Exercise inputs
▽

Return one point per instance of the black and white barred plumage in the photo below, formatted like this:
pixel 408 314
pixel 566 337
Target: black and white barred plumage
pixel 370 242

△
▽

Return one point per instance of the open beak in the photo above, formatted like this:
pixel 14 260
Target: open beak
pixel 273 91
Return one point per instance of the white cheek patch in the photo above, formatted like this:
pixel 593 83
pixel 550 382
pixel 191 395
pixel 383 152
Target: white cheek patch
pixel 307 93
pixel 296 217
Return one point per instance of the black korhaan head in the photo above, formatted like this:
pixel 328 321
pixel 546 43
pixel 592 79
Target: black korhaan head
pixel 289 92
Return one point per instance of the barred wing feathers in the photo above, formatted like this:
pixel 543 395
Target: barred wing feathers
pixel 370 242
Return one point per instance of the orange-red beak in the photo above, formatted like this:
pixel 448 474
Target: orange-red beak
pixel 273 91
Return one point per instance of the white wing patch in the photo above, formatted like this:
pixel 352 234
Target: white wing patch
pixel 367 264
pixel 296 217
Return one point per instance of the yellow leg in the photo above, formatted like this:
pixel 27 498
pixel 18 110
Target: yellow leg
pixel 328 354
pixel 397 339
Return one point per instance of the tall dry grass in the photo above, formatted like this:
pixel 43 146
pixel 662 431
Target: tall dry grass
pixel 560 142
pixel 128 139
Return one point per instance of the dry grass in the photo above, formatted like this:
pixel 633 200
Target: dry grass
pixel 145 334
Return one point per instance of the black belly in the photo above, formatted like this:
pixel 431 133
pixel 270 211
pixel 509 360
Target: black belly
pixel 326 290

△

What you need to do
Starting with the line that contains "Return one point per instance of the black belly" and going through the line that contains "pixel 326 290", output those lines as a Markdown table with the columns Row and Line. Number each row and omit blank lines.

Finished exercise
| Row | Line |
|---|---|
| 1 | Return one point per instance of the black belly in the photo above, formatted like this: |
| 2 | pixel 431 133 |
| 3 | pixel 270 211 |
| 4 | pixel 509 360 |
| 5 | Target: black belly |
| 6 | pixel 326 290 |